Document passage:
□ □ □ □ □ □ □

You quote a lot of studies that do not seem to be directly in line with the discussion. I do believe that bias and discrimination exist. (I also believe women have biases.) But I have known many women who have flourished in business despite that. It may be a challenge, but it doesn’t explain every failure. It’s important to realize that your actions matter and that you have power over your life, even in challenging circumstances, because your actions are the only factor you have direct control over.

As a white male of privileged background I still had to suffer many indignities of the sort you enumerate. Business politics largely suck. I was happy to go independent after 20+ years of corporate work. Ah, but still there are the clients to deal with!

I perceive you as being agitated. I believe I would feel the same way if you were a man. I feel like saying: “It’s ok. Be cool. Everybody has experiences like these. Don’t let it get to you.”

I have no question that women are equal to men. I enjoy working with them or for them more than men, generally. They are as smart as men and as capable of men in doing anything. But I don’t think the world is generally out to get them. Men and women have co-evolved a culture and that evolution hasn’t kept up with a changing environment where separate areas concern (home vs work) no longer work for many women and men. And much has therefore changed for women and is changing. Change is also psychologically difficult and sometimes there is static and backlash. But I don’t think men intend to oppress women and sometimes, believe it or not, we feel oppressed by women too.

Anyhow, thanks for the reply. Obviously, all the above should be couched as my opinion. We develop a model of the world as we live and hopefully update it as we go along. It’s never a finished project.

echo March 11, 2018 5:30 PM

@Major

I sometimes have a habit of people never knowing when I am being serious or not. I wouldn’t worry too much about my anecdote. I would note though that I am concerned with discrimination in general. I don’t disagree with you and could and have said similar myself. Language is a crude vehicle and I’m sure you accept too these things can be a little complex.

Major March 11, 2018 5:45 PM

Ah! The mask of the internet strikes again! And all the chatter that runs through our heads.

□ □ □ □ □ □ □

Collected material:

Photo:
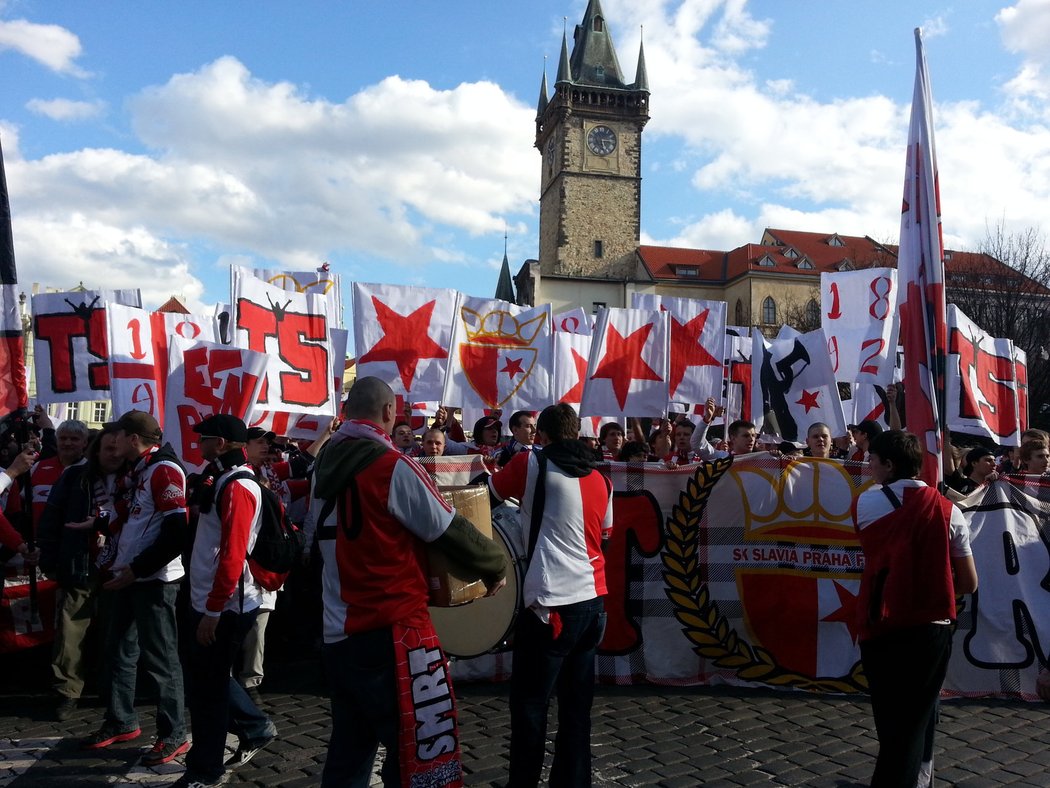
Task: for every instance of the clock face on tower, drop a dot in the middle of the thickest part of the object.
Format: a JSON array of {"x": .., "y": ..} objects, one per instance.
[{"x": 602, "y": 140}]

□ □ □ □ □ □ □

Things to do:
[A] Reproduce the comment thread's text from "echo March 11, 2018" to "through our heads.".
[B] According to the comment thread, how many years of corporate work did the writer do before going independent?

Your written answers:
[A]
echo March 11, 2018 5:30 PM

@Major

I sometimes have a habit of people never knowing when I am being serious or not. I wouldn’t worry too much about my anecdote. I would note though that I am concerned with discrimination in general. I don’t disagree with you and could and have said similar myself. Language is a crude vehicle and I’m sure you accept too these things can be a little complex.

Major March 11, 2018 5:45 PM

Ah! The mask of the internet strikes again! And all the chatter that runs through our heads.

[B] More than 20 years.